▶ Complete the following
**A.** Please reproduce the essay on pandemic depression word for word, starting at "Not being able" and ending at "feedback and advice.".
**B.** For each of the following statements, say yes or no to whether it agrees with the essay on pandemic depression, and quote the words from the essay that settle it: (i) The writer developed an ulcer. (ii) The writer had a designated work space at home. (iii) Returning to the studio helped the writer move forward.

Since March the country has been dealing with the pandemic and the various challenges, with it unfortunately still not slowing down. The men in my direct family have struggled with at least mild depression at various stages over the last few months. Luckily, we’ve had each other to lean on as our struggles have sort of staggered from each other.

My mental struggles really hit me hard over the month the AJ & McCall Show was working from home and even after we came back in to the studios in May. I wasn’t sleeping well and those two factors led to me getting an ulcer that I was luckily able to get over. I’m really not sure what triggered it for me, but being at home and stuck in a routine started me down a rut that absolutely drained me mentally. That started a spiral that got real bad and I really couldn’t shake. It wasn’t until I wrote my poem Pandemic of the Mind that I finally started to pull myself up.

Writing let me assess how I was feeling and it was really just locking myself in to the same thing day in and day out that made me sad. There wasn’t a lot of options to do and I’ve never been one that has done well with monotony and I let it get to me. That turned to stress, which turned to the lack of sleep and that contributed to more and more issues.

Despite my girlfriend and I taking quarantine very seriously it was actually getting back to a regular normal in the studio that really helped me push forward. I’m generally a home body, but the house felt less like a place of haven when it was really the only thing I was seeing day in and day out. In therapy, especially when you’re dealing with the stress of work, it is often advised to try and compartmentalize things so you can have a space you get away from everything. You’re normally told to try and leave work at work and have home be your disconnect and that’s one of the things that was wearing me down. I didn’t have a designated work space so where I was working was where I was sleeping and so at night my brain wouldn’t turn off.

Not being able to do anything social and see people made social aspects the same day in and day out as well, and so every aspect of my life was the same and that just isn’t good for the mind. I know my brother was struggling with something similar and actually finally asked me a few weeks ago about those situations. I could tell there was a huge relief when he realized the things he was trying to sort through were the exact things I was and he had someone that could give him some feedback and advice.

[Dataset entries]
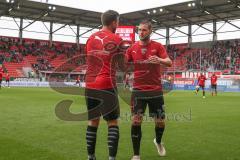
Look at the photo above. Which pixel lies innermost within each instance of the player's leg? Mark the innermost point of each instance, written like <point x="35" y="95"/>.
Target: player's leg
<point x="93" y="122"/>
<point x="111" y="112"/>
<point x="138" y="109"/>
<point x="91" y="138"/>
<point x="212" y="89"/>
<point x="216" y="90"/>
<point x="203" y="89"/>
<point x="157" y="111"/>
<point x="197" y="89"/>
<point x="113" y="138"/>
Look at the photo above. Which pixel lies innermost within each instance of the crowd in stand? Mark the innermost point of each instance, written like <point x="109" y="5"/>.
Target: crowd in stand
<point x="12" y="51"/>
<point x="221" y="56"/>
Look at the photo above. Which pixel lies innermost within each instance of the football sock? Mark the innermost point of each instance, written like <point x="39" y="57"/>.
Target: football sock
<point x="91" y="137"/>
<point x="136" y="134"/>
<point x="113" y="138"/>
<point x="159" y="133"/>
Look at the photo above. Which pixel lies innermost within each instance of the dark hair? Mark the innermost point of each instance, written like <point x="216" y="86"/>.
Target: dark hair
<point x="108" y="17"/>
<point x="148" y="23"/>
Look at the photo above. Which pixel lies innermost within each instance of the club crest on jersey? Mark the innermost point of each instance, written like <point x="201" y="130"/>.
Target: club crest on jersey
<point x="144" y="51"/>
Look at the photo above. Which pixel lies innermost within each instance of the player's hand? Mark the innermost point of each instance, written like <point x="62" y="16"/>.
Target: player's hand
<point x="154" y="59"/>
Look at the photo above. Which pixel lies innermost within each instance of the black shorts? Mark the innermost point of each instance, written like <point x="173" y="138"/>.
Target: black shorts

--

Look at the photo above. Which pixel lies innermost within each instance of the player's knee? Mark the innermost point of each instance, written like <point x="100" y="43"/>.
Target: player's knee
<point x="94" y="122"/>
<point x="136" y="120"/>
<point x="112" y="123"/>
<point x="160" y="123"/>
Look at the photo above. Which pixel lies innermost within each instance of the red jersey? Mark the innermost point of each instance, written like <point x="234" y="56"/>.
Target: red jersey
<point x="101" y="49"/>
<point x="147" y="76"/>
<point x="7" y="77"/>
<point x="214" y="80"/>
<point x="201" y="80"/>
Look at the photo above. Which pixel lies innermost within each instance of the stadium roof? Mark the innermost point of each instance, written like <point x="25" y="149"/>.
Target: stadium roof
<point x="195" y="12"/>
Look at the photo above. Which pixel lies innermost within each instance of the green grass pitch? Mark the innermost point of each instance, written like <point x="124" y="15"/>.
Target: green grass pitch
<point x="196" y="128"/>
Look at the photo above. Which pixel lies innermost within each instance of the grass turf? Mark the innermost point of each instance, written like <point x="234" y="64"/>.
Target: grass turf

▶ Answer list
**A.**
Not being able to do anything social and see people made social aspects the same day in and day out as well, and so every aspect of my life was the same and that just isn’t good for the mind. I know my brother was struggling with something similar and actually finally asked me a few weeks ago about those situations. I could tell there was a huge relief when he realized the things he was trying to sort through were the exact things I was and he had someone that could give him some feedback and advice.

**B.**
(i) Yes: "those two factors led to me getting an ulcer that I was luckily able to get over"
(ii) No: "I didn’t have a designated work space so where I was working was where I was sleeping"
(iii) Yes: "it was actually getting back to a regular normal in the studio that really helped me push forward"